» Action item
Return each line in the records below that includes "laid".

Segment Open

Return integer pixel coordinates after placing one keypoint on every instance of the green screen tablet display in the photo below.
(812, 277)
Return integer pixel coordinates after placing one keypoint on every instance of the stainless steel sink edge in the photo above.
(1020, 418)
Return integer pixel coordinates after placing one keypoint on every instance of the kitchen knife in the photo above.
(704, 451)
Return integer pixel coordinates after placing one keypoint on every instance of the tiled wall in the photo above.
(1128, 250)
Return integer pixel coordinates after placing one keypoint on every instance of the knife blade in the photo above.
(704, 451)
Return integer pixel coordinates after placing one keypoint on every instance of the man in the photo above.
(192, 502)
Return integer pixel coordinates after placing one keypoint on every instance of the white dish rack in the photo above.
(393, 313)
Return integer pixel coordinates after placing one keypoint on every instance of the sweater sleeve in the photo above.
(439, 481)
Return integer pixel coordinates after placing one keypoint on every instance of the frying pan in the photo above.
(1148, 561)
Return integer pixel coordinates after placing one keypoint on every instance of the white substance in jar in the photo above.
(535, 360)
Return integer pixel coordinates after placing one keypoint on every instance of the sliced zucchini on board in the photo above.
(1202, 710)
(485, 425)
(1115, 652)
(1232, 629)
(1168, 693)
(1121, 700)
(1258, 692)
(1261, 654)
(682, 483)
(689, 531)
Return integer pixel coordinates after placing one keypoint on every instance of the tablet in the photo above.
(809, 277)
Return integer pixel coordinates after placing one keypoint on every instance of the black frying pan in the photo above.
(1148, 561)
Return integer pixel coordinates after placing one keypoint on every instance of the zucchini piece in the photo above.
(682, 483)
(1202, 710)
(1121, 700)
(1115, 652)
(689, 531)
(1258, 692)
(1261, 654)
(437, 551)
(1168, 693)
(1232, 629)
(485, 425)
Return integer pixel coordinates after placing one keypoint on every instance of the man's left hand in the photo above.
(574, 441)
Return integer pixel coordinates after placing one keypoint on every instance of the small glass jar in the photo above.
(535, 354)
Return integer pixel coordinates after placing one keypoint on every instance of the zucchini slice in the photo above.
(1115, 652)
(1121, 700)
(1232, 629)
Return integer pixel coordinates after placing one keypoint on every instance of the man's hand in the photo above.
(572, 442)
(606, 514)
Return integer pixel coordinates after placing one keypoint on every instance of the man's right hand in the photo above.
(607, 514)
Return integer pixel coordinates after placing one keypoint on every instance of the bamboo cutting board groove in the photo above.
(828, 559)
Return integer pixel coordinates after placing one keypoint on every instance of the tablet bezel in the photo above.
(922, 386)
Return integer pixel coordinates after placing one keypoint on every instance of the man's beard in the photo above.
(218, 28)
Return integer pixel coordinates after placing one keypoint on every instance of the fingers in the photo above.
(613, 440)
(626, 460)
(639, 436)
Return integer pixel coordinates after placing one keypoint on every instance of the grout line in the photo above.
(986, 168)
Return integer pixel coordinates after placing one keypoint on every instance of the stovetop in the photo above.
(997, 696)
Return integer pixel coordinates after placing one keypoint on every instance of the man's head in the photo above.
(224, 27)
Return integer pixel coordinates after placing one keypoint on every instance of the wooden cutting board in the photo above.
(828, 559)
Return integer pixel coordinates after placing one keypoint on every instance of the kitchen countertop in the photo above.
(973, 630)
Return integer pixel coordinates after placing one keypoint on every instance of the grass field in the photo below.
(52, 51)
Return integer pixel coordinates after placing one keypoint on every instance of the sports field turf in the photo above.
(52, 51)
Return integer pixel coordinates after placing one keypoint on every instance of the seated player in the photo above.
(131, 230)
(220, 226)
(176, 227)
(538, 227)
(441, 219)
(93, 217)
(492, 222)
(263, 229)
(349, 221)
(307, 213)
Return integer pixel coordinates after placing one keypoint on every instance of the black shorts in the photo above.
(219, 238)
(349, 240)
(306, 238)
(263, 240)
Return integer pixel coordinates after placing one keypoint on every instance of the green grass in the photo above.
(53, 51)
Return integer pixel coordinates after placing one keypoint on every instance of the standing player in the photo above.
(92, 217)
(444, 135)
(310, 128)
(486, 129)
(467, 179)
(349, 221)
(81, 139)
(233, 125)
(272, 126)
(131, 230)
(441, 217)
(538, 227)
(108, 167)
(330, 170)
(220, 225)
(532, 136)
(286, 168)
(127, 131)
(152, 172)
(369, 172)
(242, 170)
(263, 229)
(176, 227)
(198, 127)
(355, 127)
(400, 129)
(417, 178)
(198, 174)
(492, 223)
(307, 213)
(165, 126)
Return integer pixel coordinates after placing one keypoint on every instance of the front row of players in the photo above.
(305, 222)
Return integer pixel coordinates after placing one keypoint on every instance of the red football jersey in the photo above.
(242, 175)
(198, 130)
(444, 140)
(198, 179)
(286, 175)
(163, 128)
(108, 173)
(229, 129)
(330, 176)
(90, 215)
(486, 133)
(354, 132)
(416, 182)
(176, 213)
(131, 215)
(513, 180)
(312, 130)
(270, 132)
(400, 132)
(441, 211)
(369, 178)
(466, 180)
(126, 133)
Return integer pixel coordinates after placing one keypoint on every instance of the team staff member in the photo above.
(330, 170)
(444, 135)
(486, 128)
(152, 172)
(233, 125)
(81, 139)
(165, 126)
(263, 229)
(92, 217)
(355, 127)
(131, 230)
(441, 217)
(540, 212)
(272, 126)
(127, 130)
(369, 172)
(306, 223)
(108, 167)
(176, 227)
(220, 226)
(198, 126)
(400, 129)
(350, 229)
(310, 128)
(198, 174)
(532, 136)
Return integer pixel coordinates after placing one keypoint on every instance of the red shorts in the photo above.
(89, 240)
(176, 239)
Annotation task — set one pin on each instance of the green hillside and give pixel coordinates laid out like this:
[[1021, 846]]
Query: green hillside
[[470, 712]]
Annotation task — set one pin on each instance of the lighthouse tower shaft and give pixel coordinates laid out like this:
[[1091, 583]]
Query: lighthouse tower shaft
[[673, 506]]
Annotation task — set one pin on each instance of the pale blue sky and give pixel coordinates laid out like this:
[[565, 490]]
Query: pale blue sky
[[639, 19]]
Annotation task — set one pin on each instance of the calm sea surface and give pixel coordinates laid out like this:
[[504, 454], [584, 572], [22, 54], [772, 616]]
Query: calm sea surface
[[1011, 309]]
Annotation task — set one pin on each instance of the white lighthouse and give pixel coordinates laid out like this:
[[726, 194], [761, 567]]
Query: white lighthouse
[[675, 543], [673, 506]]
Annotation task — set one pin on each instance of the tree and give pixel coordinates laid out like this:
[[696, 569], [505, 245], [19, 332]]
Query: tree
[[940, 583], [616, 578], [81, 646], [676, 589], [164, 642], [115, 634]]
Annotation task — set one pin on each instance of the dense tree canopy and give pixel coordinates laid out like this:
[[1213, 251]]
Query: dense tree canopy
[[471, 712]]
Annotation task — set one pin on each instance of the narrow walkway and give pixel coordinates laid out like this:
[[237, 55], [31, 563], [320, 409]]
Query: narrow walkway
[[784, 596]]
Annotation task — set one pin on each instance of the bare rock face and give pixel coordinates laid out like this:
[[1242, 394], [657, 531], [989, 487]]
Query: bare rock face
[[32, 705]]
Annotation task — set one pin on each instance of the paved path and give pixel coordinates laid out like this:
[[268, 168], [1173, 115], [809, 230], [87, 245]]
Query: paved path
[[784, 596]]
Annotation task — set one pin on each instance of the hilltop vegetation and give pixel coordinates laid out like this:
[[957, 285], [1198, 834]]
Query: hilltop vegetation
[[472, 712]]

Segment Closed

» Answer below
Annotation task — set one pin on each instance of the green hillside and give pixel coordinates laid out like this:
Annotation task — set one pin on each instance of the lighthouse tower shaft and give pixel coordinates laid out like this:
Annotation task — set one pin on each instance of the pale blue sky and give pixel coordinates laid out like this:
Annotation task — set one pin on each instance of the calm sea surface and give pixel coordinates laid out like this:
Annotation task — set one pin on each instance of the white lighthouse and give pixel coordinates laid out like this:
Annotation task — set one pin on each instance of the tree and give pixel coordinates laid out like this:
Annotation task — set one pin on each instance of the dense tree canopy and give pixel coordinates laid out like this:
Annotation task — set one pin on each instance of the narrow walkway and give pixel coordinates laid out like this:
Annotation task — set one pin on each instance of the bare rock face and give pixel coordinates laid out like this:
Annotation task — set one pin on each instance of the paved path and give pixel coordinates laid out like this:
Annotation task — set one pin on each instance of the hilltop vegetation and give pixel coordinates laid out like this:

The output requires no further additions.